• Extracted data:
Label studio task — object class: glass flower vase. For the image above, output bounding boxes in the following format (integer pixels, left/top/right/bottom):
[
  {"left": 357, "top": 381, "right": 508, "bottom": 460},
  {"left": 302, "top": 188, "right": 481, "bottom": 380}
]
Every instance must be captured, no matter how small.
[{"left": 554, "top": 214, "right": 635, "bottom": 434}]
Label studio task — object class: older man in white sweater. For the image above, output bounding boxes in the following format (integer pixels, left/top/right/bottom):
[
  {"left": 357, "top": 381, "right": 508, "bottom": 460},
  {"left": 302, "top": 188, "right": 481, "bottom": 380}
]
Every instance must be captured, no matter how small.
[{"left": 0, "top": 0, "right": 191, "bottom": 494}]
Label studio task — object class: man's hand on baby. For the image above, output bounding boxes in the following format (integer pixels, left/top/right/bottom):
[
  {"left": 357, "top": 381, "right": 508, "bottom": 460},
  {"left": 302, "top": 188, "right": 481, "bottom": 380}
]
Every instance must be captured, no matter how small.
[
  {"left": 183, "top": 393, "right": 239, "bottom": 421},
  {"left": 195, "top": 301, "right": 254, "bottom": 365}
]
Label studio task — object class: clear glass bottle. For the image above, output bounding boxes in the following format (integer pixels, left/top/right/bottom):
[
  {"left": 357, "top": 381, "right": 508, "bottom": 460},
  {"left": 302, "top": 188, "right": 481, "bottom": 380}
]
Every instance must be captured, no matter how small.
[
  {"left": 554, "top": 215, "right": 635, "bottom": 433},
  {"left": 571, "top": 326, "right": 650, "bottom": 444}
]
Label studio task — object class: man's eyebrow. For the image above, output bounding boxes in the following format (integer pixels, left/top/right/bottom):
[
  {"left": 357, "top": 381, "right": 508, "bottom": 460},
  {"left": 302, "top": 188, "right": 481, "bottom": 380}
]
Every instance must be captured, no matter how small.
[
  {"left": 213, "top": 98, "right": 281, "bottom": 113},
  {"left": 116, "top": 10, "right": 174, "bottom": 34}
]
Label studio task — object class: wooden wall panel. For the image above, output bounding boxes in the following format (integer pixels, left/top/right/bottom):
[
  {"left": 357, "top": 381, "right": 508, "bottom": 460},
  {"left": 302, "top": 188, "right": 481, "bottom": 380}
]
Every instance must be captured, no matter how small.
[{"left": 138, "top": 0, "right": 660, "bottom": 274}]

• Exercise brief: Scale the stretch from the line containing "Label studio task — object class: man's eyebrow." through the end of the records. Write those lines out again, requests included, with every bounding-box coordinate in the answers multiplied by 2.35 and rounded to a whole number (halves round up), and leave the numbers in the requests and their format samples unchanged.

• Written solution:
Label studio task — object class: man's eyebrow. For the image above, output bounding boxes in the following format (integer pixels, left/top/right/bottom):
[
  {"left": 357, "top": 381, "right": 508, "bottom": 460},
  {"left": 302, "top": 188, "right": 481, "bottom": 380}
]
Every instance must be captured, no matter how small.
[
  {"left": 501, "top": 230, "right": 660, "bottom": 266},
  {"left": 273, "top": 24, "right": 409, "bottom": 80}
]
Label studio task — object class: wooden wall panel. For the image above, output bounding boxes in the following format (integer pixels, left/top/right/bottom):
[
  {"left": 357, "top": 381, "right": 508, "bottom": 460},
  {"left": 302, "top": 188, "right": 481, "bottom": 380}
]
Every instance must be captured, no matter how small.
[{"left": 324, "top": 0, "right": 1551, "bottom": 644}]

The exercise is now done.